> [Goal]: Copy out the records below, swapping every "Pins" for "Points" and leaving everything else the same.

-------------------------

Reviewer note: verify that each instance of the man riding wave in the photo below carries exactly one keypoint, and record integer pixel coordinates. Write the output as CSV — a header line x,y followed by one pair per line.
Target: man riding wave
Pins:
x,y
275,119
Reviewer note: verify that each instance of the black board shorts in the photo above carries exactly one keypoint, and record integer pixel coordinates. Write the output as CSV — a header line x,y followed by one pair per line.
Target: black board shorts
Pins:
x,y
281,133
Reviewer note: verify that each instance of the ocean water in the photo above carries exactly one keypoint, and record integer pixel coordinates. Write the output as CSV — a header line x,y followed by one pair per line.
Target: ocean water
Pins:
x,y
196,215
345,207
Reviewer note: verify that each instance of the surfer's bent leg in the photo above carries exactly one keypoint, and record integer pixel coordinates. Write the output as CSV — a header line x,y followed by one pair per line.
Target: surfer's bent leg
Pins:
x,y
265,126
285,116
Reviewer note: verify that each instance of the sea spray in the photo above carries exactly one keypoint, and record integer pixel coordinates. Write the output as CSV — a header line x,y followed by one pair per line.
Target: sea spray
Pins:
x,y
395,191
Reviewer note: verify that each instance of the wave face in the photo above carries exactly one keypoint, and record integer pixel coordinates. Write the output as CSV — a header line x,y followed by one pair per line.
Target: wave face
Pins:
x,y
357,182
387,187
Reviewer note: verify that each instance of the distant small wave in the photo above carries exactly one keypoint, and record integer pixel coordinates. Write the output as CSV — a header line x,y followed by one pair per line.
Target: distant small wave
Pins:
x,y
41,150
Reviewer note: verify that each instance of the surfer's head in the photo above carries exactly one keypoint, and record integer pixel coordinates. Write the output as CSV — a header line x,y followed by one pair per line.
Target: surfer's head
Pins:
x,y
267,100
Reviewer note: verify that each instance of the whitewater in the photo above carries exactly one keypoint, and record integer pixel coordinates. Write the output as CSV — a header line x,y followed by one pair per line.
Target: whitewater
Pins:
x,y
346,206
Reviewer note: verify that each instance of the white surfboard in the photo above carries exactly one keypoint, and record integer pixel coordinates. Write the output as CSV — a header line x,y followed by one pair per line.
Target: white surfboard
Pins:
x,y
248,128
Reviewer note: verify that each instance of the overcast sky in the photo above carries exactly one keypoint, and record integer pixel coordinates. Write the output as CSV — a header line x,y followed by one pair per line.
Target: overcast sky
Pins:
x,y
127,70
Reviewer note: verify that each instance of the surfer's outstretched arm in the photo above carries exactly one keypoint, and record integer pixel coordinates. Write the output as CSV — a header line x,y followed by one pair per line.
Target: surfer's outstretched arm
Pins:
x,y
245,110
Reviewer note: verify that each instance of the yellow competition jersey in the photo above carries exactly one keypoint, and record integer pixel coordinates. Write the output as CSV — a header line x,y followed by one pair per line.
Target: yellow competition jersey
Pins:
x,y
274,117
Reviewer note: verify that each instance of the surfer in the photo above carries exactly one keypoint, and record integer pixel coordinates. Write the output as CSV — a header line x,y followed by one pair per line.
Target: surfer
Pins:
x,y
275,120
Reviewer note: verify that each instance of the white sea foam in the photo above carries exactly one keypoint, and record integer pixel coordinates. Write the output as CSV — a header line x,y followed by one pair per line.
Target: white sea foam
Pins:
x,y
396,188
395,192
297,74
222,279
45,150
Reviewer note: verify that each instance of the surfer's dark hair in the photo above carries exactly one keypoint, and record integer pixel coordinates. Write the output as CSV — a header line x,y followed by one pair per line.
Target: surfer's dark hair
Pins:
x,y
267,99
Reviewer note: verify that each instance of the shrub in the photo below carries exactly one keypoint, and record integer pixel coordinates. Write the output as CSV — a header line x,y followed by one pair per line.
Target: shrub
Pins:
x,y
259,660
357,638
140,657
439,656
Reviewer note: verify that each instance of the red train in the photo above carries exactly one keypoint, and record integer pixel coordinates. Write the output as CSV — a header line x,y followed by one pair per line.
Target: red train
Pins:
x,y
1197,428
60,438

-------------------------

> [Solution to this task]:
Reviewer note: verify that each instance of the man riding wave in the photo below carries exactly one keypoint, and record integer pixel coordinates. Write the output as CSV — a header line x,y followed by one pair per line.
Target: man riding wave
Points:
x,y
275,119
Reviewer note: verify that each instance of the black board shorts in the photo above carries exactly one keypoint, and record integer pixel coordinates. Write the output as CSV — a header line x,y followed by one pair per line.
Target: black board shorts
Points:
x,y
281,133
Reviewer note: verify that each instance of the ocean water in the photo above carries exactly one keypoint, and record integer pixel coordinates. Write the output as CSV — a header line x,y followed by one pair per line.
Target: ocean water
Points:
x,y
196,215
345,207
Reviewer note: verify that each instance of the surfer's bent leg in the photo above carries exactly one keypoint, and record integer pixel coordinates. Write the output as CSV — a header line x,y followed by one pair per line.
Target: surfer's bent leg
Points:
x,y
265,126
285,116
Reviewer note: verify that each instance of the sea spray in the photo above carries exactly one keypoint, and record integer pixel coordinates. Write the output as CSV — a header line x,y followed by one pair per line.
Target: sea spray
Points:
x,y
395,191
Reviewer note: verify that each instance of the wave face in the photo above carries exactly one keypoint, and record integer pixel coordinates. Write the output as CSV — a header line x,y followed by one pair per line.
Target: wave face
Points:
x,y
357,182
387,187
Reviewer note: verify that each instance of the distant small wave in the photo above carries exactly one keypoint, and record integer pixel coordinates. Write the output as CSV — a header line x,y followed by one pair per line.
Target: distant small wave
Points:
x,y
41,150
Reviewer note: verify that each instance of the surfer's head in the photo above carries exactly one keypoint, and record integer pixel coordinates. Write the output as CSV — a header line x,y followed by one pair per line.
Target: surfer's head
Points:
x,y
267,100
Reviewer note: verify that each instance of the whitewater in the photo above carries exactly one keypoint, and record integer pixel coordinates. Write the output as CSV — a header line x,y followed by one pair per line.
Target: whitewater
Points:
x,y
346,206
Reviewer note: verify that each instance of the white surfboard in the photo above carries exactly one keypoint, and record integer pixel coordinates. Write the output as CSV — a header line x,y followed by one pair per line.
Target: white surfboard
Points:
x,y
248,128
Reviewer note: verify that each instance of the overcast sky in the photo above carries exactly one keypoint, and record integer pixel coordinates. Write the output as CSV — a header line x,y followed by one pair per line.
Target: overcast sky
Points:
x,y
127,70
Reviewer note: verify that each instance of the surfer's outstretched arm in the photo above carries exactly one keypoint, and record integer pixel coordinates. Write the output as CSV — a header line x,y followed by one pair per line.
Target: surfer's outstretched arm
Points:
x,y
245,110
Reviewer note: verify that each instance of the yellow competition jersey in the photo above carries exactly one keypoint, and record integer pixel coordinates. Write the output as CSV — a header line x,y followed by one pair per line.
Target: yellow competition jersey
Points:
x,y
274,117
Reviewer note: verify that each instance of the surfer in the photo above carries exactly one keypoint, and record integer pixel coordinates. Write the output as CSV — a header line x,y followed by one pair per line.
Target: surfer
Points:
x,y
275,120
Reviewer note: verify that each instance of the white sea foam in the photo above carries exactly one keypoint, and record integer pixel coordinates. Write the output as CSV — a header line x,y followed by one pair per line.
Target: white sea foam
Points:
x,y
396,188
395,192
297,74
222,279
45,150
Reviewer note: verify that each instance of the surfer's dark hair in the photo above carries exactly one keypoint, and record integer pixel coordinates. Write the output as CSV — a header line x,y followed by one pair per line.
Target: surfer's dark hair
Points:
x,y
267,99
Reviewer note: verify that each instance of the shrub in the photo below carries exactly one keypoint, and record integer pixel coordinates. Write the output as CSV — a header line x,y followed by one pair per line.
Target: shrub
Points:
x,y
259,660
357,638
140,657
439,656
Reviewer note: verify that each instance of the red train in the photo above carries exactly one keypoint, and record integer pixel coordinates. Write the output as CSV — a header line x,y followed by one pair per line.
Target: red train
Points:
x,y
1197,428
60,438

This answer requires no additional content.